_DATA PROVIDED_
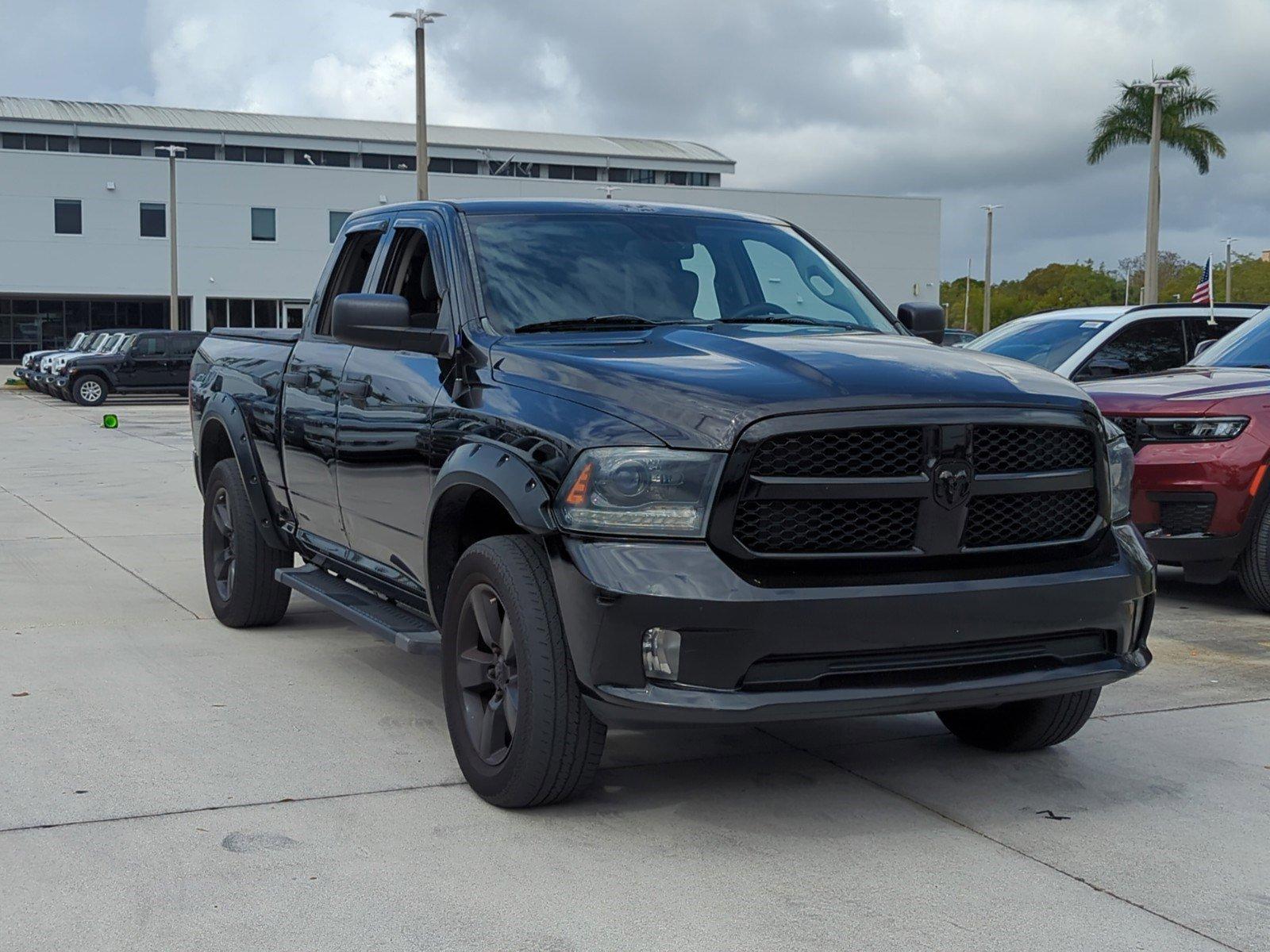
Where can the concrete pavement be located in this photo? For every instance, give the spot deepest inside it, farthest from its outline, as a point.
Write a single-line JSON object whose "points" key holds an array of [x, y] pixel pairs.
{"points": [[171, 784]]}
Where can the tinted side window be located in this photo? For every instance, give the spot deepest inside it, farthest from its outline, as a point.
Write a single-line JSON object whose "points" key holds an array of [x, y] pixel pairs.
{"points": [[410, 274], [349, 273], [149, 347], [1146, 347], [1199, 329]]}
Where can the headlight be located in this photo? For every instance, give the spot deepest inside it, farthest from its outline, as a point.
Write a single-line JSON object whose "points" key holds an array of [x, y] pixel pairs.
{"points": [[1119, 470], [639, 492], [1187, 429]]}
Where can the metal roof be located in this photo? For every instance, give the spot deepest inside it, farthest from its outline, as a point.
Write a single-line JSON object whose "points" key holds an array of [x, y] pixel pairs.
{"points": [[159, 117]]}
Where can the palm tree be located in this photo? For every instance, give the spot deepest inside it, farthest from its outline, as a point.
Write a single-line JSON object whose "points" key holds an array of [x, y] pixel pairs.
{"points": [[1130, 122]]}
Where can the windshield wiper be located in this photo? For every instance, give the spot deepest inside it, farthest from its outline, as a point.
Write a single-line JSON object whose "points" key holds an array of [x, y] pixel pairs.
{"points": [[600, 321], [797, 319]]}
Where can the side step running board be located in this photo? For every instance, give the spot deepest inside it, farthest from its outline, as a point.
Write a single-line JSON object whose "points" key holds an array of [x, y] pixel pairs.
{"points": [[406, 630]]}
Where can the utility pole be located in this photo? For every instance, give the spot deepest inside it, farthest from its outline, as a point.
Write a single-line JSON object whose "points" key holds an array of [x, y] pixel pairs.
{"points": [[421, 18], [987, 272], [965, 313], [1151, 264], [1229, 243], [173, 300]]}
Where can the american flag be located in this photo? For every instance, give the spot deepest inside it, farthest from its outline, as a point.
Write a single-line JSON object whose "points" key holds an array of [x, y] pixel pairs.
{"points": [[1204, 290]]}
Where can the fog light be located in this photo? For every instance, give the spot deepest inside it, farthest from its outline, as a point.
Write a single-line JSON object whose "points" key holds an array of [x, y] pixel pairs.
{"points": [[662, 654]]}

_TASK_
Rewrite the records from the line with "Where can the fog" up to and including the last line of the records, changing "photo" to "image" and keeping everything else the same.

_SOLUTION FOR THIS EXERCISE_
Where can the fog light be located in this image? For every instance, give the spot deepest inside it, farthest from its outline, as a point.
Write a single-line JSON object whose "points" key holds an array of [x, y] pixel pairs.
{"points": [[662, 654]]}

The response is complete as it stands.